▶ _Dokumenttext_:
'''
Bibliotheksgespenster und ihr Recht auf Beachtung

von Julio

(Kurzversion, 14. April 2021)

Wie den meisten Besucher und Besucherinnen bekannt, steht die Werkstatt Dritter Ort als Treffpunkt auch Göttinnen offen. Diese Gastfreundlichkeit ist ernstgemeint und gilt nicht nur gegenüber Göttinnen, sondern ebenso gegenüber Göttern, Geistern, Gespenstern, Dämonen, Ahnen, Feen, kleinem Volk usw. – zumindest insofern sie den anderen Betreibern und Betreiberinnen, Gästen und Gästinnen wohlgesonnen sind und sich freundlich verhalten. Das bedeutet nicht, dass alle Menschen der Handlungsgesellschaft des Dritten Ortes dieses Unterfangen unterstützen. Doch es wird von allen toleriert.

In christlichen Kulturen werden solche Wesen oft als „übersinnlich“ oder „übernatürlich“ bezeichnet, aber das ist irreführend, denn die Gesetze der Physik gelten auch für sie. (Letztere können jedoch bisweilen für sie irrelevant sein, so wie Newtons „Kraft gleich Masse mal Beschleunigung“ irrelevant für Zahlen ist.) Sie sind ebenso keine „spirituellen“ Wesen, auf jeden Fall nicht mehr, als Viren oder die Bundesrepublik Deutschland „geistige Wesen“ sind (lateinisch „spiritus“: Geist). Zudem unterscheiden sie sich selbst untereinander in ihrer fundamentalen Daseinsweise: Ein olympischer Gott gleicht einer germanischen Dise ungefähr so, wie ein belgischer Schaffner dem Köln-Mülheimer Jobcenter gleicht. Sie alle sind aber Personen und teilen das traurige Schicksal, dass viele Europäerinnen ihre Wirklichkeit abstreiten. Im Folgenden werden sie deshalb als aufgrund ihres Wirklichkeitscharakters abgelehnte Personen bezeichnet, abgekürzt WAPs.
'''
▶ _Aufgabenstellung_:
(A) Erkläre mit ein bis drei Sätzen, warum der Text über Bibliotheksgespenster die Bezeichnung solcher Wesen als „übersinnlich“ oder „übernatürlich“ für irreführend hält.
(B) Setze den Text über Bibliotheksgespenster nach seinem letzten Satz fort.

▶ _Bereitgestelltes Material_:
'''
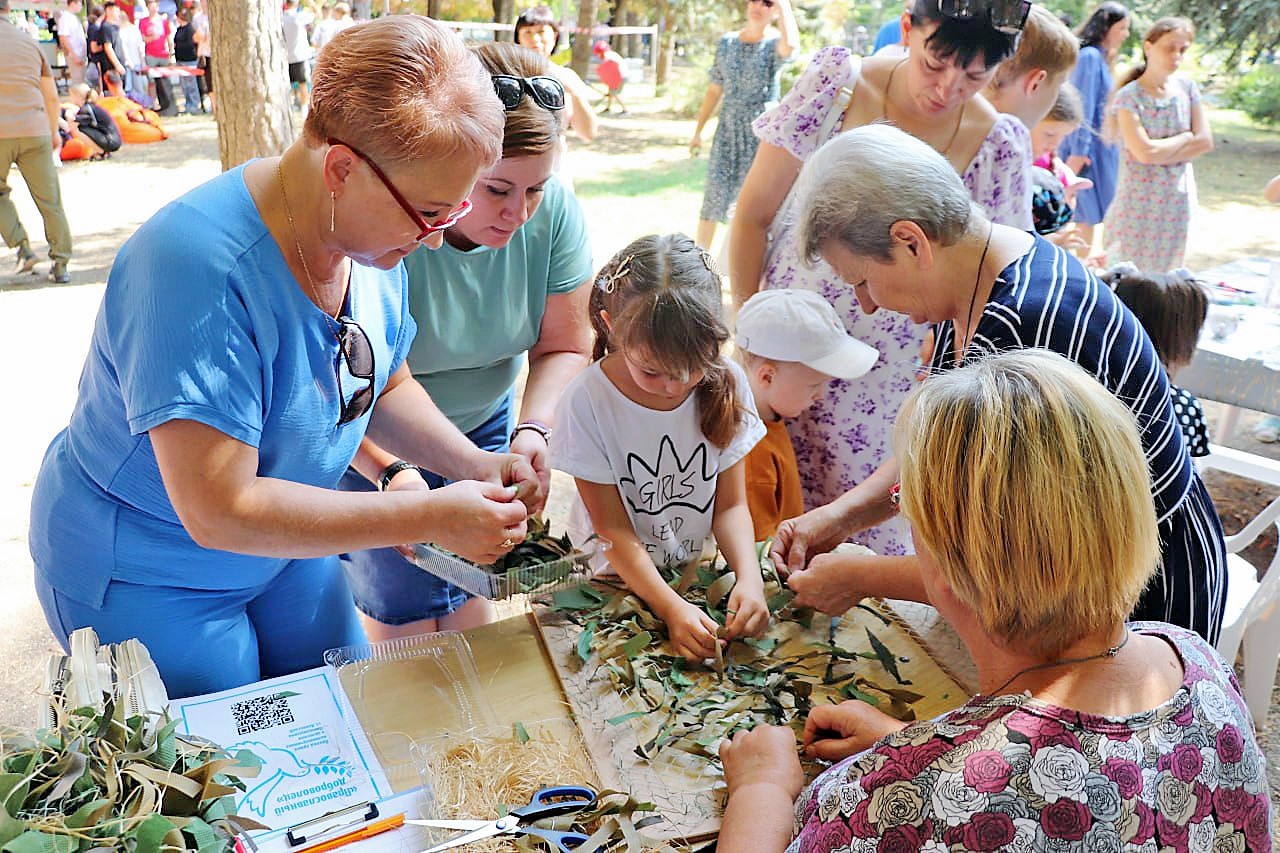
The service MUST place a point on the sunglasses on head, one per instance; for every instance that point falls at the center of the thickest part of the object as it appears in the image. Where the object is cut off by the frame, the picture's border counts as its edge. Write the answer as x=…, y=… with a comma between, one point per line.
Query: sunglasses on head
'''
▶ _Endergebnisse_:
(A) Die Bezeichnung ist irreführend, weil die Gesetze der Physik auch für diese Wesen gelten. Diese Gesetze können für sie allerdings bisweilen irrelevant sein.

(B)
Damit ein WAP in der Werkstatt vorbeischaut, braucht es eine angemessene höfliche Haltung. Das lässt sich anhand eines haitianischen Sprichworts verdeutlichen, das der Mythologe Joseph Campbell einmal zitierte: „Wenn die Ethnologen kommen, verlassen die Götter die Insel.“ Den Satz versteht man sofort, wenn man sich vorstellt, man wäre selbst die Betroffene: Da taucht jemand mit Kamera am Wohnort auf, schmückt sich mit seltsamen Titeln und stellt Nachforschungen über einen an. Das gesamte persönliche Umfeld wird befragt, eifrig werden Notizen gemacht. Aber läuft besagte „Wissenschaftlerin“ einem persönlich über den Weg, merkt man ganz schnell, dass man schlicht Luft für sie ist. Wenn überhaupt ist man so etwas wie ein Ding. Das macht man einmal mit, zweimal vielleicht und dann? Entweder wünscht man den Eindringlingen die Cholera an den Hals – oder man verzieht sich.

Die Offenheit gegenüber WAPs entspringt keinem ideologischen Programm. Diejenigen in der Werkstatt, die sich um sie kümmern, mögen sie einfach. Die Begegnung ist anregend und oft bereichernd. Ihre Anwesenheit belebt den Ort und tut ihm gut. Nicht wenige sind hilfsbereit und großzügig. Aus den Geschichten und Hintergründen, die sich mit ihnen verbinden, lässt sich immer etwas lernen.

Wie Götter und Elfen geboren werden

Es ist nicht gut, dass durch menschliche Ignoranz der Aktionsraum für viele dieser Wesen immer mehr beschnitten wird. Neil Gaiman schildert in seinem Roman „American Gods“, wie die alten Götter, Dämonen und Kobolde in den USA ein kärgliches Dasein als Betrüger, Wahrsager und Taxifahrer fristen, weil niemand mehr an sie glaubt und ihnen noch opfert. Unter ihnen schleiche die Angst umher, bald gänzlich dem Vergessen anheim zu fallen und so aus der Welt zu verschwinden. Doch so beschrieben stimmt das nicht, sondern entspringt einer anthropozentrischen Arroganz. Denn von regionalen Ausnahmen abgesehen, gehört es geradezu zur Jobbeschreibung von Göttern, eben keine Angst davor zu haben, was Menschen so treiben. Und wer wie Elfen, Dämonen oder Trolle sogar Kriege und Anschläge gegen die Menschen geführt hat, dem sollte man nicht leichtfertig ein Abhängigkeitsverhältnis unterstellen. Das betrifft auch die Glaubensfrage: Abgesehen von Allah, Jahwe und dem christlichen Gottvater (und einigen ihrer neumodischen Nachahmer) fordern weder Göttinnen noch vergleichbare WAPs ein, dass die Menschen an sie glauben oder sich zu ihnen bekennen. Es reicht den allermeisten, dass es sie gibt. Was nicht heißt, dass sie nicht sauer reagieren, wenn man ihnen auf die Füße tritt.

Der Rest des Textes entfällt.